BEGIN
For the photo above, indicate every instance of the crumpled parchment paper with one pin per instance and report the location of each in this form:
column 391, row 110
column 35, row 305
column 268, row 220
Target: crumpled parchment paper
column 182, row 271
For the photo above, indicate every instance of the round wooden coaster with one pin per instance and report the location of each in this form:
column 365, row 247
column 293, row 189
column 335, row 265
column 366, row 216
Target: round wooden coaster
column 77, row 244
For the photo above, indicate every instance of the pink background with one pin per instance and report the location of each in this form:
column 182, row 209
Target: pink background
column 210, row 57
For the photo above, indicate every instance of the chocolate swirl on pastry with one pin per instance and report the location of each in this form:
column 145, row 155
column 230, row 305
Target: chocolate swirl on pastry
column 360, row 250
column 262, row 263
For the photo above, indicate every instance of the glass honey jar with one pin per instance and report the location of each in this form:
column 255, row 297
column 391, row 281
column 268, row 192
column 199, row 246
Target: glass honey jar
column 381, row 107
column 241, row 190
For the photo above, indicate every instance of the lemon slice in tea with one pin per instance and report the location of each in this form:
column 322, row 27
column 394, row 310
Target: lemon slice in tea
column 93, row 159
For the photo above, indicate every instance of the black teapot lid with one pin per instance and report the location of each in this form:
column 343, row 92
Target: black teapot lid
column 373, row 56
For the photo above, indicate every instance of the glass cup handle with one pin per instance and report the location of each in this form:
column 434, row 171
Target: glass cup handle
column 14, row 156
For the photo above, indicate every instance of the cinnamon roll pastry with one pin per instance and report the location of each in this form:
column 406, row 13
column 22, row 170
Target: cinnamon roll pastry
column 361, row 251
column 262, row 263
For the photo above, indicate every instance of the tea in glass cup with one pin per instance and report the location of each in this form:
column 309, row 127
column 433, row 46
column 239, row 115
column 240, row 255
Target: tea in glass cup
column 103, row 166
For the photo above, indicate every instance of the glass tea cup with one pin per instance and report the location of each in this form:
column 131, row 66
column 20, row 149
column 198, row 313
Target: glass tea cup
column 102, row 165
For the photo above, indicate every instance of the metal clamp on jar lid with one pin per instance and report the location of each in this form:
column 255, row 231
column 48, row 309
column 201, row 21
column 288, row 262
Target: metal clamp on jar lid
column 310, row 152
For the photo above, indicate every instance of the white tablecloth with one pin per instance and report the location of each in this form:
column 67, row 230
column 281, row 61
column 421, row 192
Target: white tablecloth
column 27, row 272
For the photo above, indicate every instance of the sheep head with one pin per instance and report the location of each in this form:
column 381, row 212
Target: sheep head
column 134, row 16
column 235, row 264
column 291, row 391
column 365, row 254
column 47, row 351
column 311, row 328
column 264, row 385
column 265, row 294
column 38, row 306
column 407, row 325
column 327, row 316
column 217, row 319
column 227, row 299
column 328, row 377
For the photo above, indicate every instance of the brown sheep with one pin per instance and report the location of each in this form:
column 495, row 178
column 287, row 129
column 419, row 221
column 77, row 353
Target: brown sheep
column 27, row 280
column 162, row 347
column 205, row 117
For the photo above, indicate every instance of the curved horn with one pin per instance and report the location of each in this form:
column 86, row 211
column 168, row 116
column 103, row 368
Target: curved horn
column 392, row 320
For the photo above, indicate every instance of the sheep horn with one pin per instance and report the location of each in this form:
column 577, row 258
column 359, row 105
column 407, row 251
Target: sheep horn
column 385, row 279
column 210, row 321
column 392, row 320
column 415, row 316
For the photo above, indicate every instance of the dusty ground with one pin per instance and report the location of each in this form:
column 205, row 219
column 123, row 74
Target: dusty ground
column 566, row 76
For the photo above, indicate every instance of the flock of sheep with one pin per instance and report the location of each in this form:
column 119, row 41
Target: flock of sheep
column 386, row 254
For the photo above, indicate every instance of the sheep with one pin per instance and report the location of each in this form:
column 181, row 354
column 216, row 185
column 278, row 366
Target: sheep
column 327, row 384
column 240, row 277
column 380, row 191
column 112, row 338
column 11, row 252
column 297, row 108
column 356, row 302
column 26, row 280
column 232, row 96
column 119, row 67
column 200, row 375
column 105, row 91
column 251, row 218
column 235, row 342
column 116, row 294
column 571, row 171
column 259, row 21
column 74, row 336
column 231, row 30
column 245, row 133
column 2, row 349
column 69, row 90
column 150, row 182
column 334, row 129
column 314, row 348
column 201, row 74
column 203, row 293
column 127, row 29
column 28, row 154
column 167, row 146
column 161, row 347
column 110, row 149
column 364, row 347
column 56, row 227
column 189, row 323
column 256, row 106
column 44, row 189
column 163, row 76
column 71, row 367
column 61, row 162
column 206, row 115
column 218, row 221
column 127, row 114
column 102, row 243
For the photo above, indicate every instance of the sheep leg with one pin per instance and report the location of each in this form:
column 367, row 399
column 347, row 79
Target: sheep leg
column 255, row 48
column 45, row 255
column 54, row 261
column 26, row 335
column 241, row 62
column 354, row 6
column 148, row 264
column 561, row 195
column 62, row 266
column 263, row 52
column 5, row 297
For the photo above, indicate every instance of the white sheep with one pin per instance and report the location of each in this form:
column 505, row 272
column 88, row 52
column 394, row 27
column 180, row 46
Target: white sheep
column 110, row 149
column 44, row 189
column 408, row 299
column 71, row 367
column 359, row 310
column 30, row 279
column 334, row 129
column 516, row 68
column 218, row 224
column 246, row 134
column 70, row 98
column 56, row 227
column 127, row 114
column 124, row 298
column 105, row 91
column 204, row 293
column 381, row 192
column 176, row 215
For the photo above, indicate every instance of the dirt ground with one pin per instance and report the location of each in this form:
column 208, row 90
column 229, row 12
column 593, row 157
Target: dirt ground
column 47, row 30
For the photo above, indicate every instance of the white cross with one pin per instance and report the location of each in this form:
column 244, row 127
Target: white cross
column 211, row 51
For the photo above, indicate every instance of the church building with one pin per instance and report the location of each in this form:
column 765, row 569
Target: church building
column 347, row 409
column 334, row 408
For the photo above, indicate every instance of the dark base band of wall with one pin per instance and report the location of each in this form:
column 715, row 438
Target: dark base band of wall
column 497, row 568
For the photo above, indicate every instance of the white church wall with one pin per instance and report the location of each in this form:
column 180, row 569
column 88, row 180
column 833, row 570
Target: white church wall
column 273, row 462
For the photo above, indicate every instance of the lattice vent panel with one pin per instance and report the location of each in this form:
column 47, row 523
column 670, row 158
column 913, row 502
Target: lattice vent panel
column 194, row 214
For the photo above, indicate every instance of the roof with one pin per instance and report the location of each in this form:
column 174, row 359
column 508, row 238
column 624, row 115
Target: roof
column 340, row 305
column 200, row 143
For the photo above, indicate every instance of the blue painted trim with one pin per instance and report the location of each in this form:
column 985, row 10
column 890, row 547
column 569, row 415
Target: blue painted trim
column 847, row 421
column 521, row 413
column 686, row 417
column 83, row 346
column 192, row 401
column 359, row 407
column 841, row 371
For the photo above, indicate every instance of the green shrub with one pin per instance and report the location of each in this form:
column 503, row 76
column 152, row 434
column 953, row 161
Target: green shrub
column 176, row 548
END
• Exercise goal: Return all of the data precisely as it appears.

• Solution below:
For the photo above, indicate every instance of the crumpled parchment paper with one pin per instance and report the location of each in this form:
column 391, row 110
column 35, row 305
column 268, row 220
Target: crumpled parchment paper
column 182, row 271
For the photo above, indicate every instance of the round wooden coaster with one pin per instance and report the location of each in this form:
column 365, row 247
column 293, row 189
column 335, row 265
column 366, row 216
Target: round wooden coaster
column 77, row 244
For the photo above, indicate every instance of the pink background with one pin per instance and report the location of each in this form:
column 182, row 209
Target: pink background
column 210, row 57
For the photo above, indicate every instance of the chocolate swirl on pastry with one pin per instance and report the location of each in this form:
column 145, row 155
column 230, row 305
Target: chocolate swirl on pastry
column 360, row 250
column 262, row 263
For the photo above, indicate every instance of the glass honey jar with one pin per instance and report the location of each in this form:
column 255, row 297
column 391, row 281
column 268, row 192
column 199, row 246
Target: glass honey jar
column 381, row 107
column 241, row 190
For the photo above, indicate every instance of the lemon slice in tea with one pin per instance and report the location of each in this form:
column 322, row 27
column 394, row 310
Target: lemon slice in tea
column 93, row 159
For the photo above, indicate every instance of the black teapot lid with one pin per instance and report the location of each in this form:
column 343, row 92
Target: black teapot lid
column 373, row 56
For the photo above, indicate every instance of the glass cup handle with one pin per instance and report the location of each in this form:
column 434, row 171
Target: glass cup handle
column 14, row 156
For the photo above, indicate every instance of the cinnamon roll pastry with one pin per instance and report the location of each in this form:
column 406, row 13
column 22, row 170
Target: cinnamon roll pastry
column 361, row 251
column 262, row 263
For the photo above, indicate every instance of the tea in glass cup with one pin per instance and report the location of each in this form:
column 309, row 127
column 433, row 46
column 239, row 115
column 240, row 255
Target: tea in glass cup
column 103, row 166
For the photo above, indicate every instance of the glass tea cup with one pin per instance and report the location of each in this form:
column 131, row 66
column 20, row 149
column 198, row 313
Target: glass tea cup
column 102, row 165
For the photo above, indicate every instance of the metal clamp on jar lid with one pin per instance and report the location of each in this form:
column 255, row 231
column 48, row 309
column 201, row 21
column 288, row 262
Target: metal clamp on jar lid
column 310, row 152
For the photo above, indicate every instance of the white tablecloth with one pin per instance and report the location of each in this form:
column 67, row 230
column 281, row 61
column 421, row 192
Target: white tablecloth
column 27, row 272
For the photo above, indicate every instance of the sheep head with one pin per instance and report the location of each in this form:
column 381, row 212
Target: sheep head
column 134, row 16
column 235, row 264
column 291, row 391
column 365, row 254
column 47, row 351
column 311, row 328
column 264, row 385
column 265, row 294
column 38, row 306
column 407, row 325
column 327, row 316
column 217, row 319
column 227, row 299
column 328, row 377
For the photo above, indicate every instance of the brown sheep with one pin per instance and report the location of each in this form:
column 495, row 178
column 287, row 129
column 419, row 221
column 77, row 353
Target: brown sheep
column 27, row 280
column 162, row 347
column 205, row 117
For the photo above, indicate every instance of the curved horn with one pin per instance and report the location of each in this form:
column 86, row 211
column 168, row 116
column 103, row 368
Target: curved horn
column 392, row 320
For the photo above, indicate every instance of the sheep horn with one pin per instance and report the location of each in this form:
column 577, row 258
column 359, row 105
column 407, row 251
Target: sheep horn
column 385, row 279
column 210, row 321
column 392, row 320
column 415, row 316
For the photo above, indicate every instance of the dusty ground with one pin per instance and report the location of each in this form:
column 205, row 219
column 123, row 74
Target: dusty ground
column 566, row 76
For the photo above, indicate every instance of the flock of sheep with one pin per instance and report the location of each in this form:
column 119, row 41
Target: flock of sheep
column 386, row 254
For the photo above, indicate every instance of the sheep with one pin per instance and report the location of each in this form:
column 181, row 354
column 216, row 185
column 278, row 366
Target: sheep
column 327, row 384
column 240, row 277
column 380, row 191
column 112, row 338
column 11, row 252
column 297, row 108
column 356, row 302
column 26, row 280
column 232, row 96
column 119, row 67
column 200, row 375
column 105, row 91
column 251, row 218
column 235, row 342
column 116, row 294
column 571, row 171
column 259, row 21
column 74, row 336
column 231, row 30
column 245, row 133
column 2, row 349
column 69, row 90
column 150, row 182
column 334, row 129
column 314, row 348
column 201, row 74
column 203, row 293
column 127, row 29
column 28, row 154
column 167, row 146
column 161, row 347
column 110, row 149
column 364, row 347
column 56, row 227
column 189, row 323
column 256, row 106
column 44, row 189
column 163, row 76
column 71, row 367
column 61, row 162
column 206, row 115
column 218, row 221
column 127, row 114
column 102, row 243
For the photo above, indicate every instance of the sheep leg with one pin per instance and report the location of each in this form:
column 367, row 399
column 347, row 79
Target: sheep leg
column 255, row 48
column 45, row 255
column 54, row 261
column 26, row 335
column 241, row 62
column 354, row 6
column 148, row 264
column 561, row 195
column 62, row 266
column 263, row 52
column 5, row 297
For the photo above, indicate every instance of the white sheep with one pin per instance and report the location of each in this form:
column 505, row 272
column 88, row 52
column 394, row 27
column 180, row 46
Target: white sheep
column 110, row 149
column 44, row 189
column 408, row 299
column 71, row 367
column 359, row 310
column 30, row 279
column 334, row 129
column 516, row 68
column 218, row 224
column 246, row 134
column 70, row 98
column 56, row 227
column 127, row 114
column 124, row 298
column 105, row 91
column 204, row 293
column 381, row 192
column 176, row 215
For the photo above, indicate every instance of the dirt ground with one pin per instance and report the location of each in this form:
column 208, row 90
column 229, row 12
column 593, row 157
Target: dirt ground
column 47, row 30
For the photo above, indicate every instance of the white cross with one pin per instance and report the location of each in this form:
column 244, row 127
Target: white cross
column 211, row 51
For the photo above, indicate every instance of the church building with one pin per instance and report the location of each in this form:
column 765, row 569
Target: church building
column 347, row 409
column 334, row 408
For the photo above, indicate every instance of the dark base band of wall with one pin per instance and report the location of each in this form:
column 715, row 438
Target: dark base band of wall
column 497, row 568
For the photo above, indicate every instance of the white church wall with one pin per instance and report the location of each in this form:
column 180, row 569
column 88, row 180
column 833, row 570
Target: white church wall
column 273, row 462
For the photo above, indicate every instance of the lattice vent panel with one pin per instance and report the location of each in this form:
column 47, row 523
column 670, row 158
column 913, row 502
Target: lattice vent panel
column 194, row 214
For the photo above, indicate every instance of the roof with one pin per instance and report the location of each in this form:
column 174, row 359
column 508, row 238
column 624, row 115
Target: roof
column 340, row 305
column 200, row 143
For the photo above, indicate every instance of the blue painted trim with one pin per instance and report the location of each in this form:
column 985, row 10
column 890, row 547
column 569, row 415
Target: blue painted trim
column 847, row 421
column 521, row 413
column 686, row 417
column 83, row 346
column 192, row 401
column 359, row 407
column 841, row 371
For the photo above, indicate every instance of the green shrub with one pin per instance and report the location of each in this form:
column 503, row 76
column 152, row 434
column 953, row 161
Target: green shrub
column 176, row 548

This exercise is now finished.